◆ What the task requires
Extract each line of the entries below that contains the string "positive", treating uppercase and lowercase letters as distinct.

= Beginning of Section =

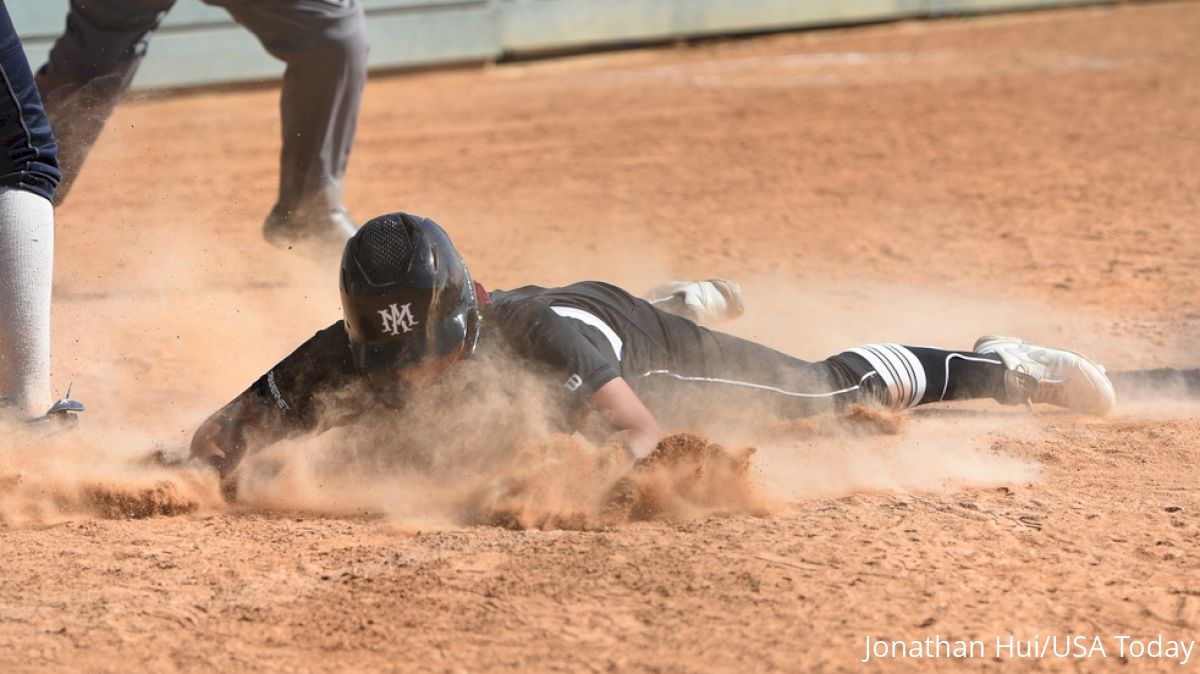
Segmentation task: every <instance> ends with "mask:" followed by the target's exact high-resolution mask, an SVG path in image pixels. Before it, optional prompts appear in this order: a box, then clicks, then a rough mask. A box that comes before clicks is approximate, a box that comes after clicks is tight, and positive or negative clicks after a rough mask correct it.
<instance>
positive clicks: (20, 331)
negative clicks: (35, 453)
mask: <svg viewBox="0 0 1200 674" xmlns="http://www.w3.org/2000/svg"><path fill="white" fill-rule="evenodd" d="M53 272H54V206H53V205H52V204H50V201H48V200H47V199H44V198H42V197H38V195H37V194H34V193H32V192H26V191H24V189H17V188H12V187H0V398H4V399H5V402H6V403H7V404H10V405H12V408H13V410H14V411H17V413H18V414H22V415H24V416H26V417H32V416H40V415H42V414H46V410H47V409H48V408H49V407H50V287H52V283H53V281H54V273H53Z"/></svg>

= End of Section =

◆ Reply
Segmentation task: every <instance> ends with "mask:" followed by the target's exact high-resolution mask, an SVG path in image pixels. Before it, optional prompts appear in this order: a box, then clicks, then a rough mask. A box that comes before clicks is approximate, a box that comes after clicks is tight, and positive or negative clicks after a rough mask correct it.
positive clicks: (20, 331)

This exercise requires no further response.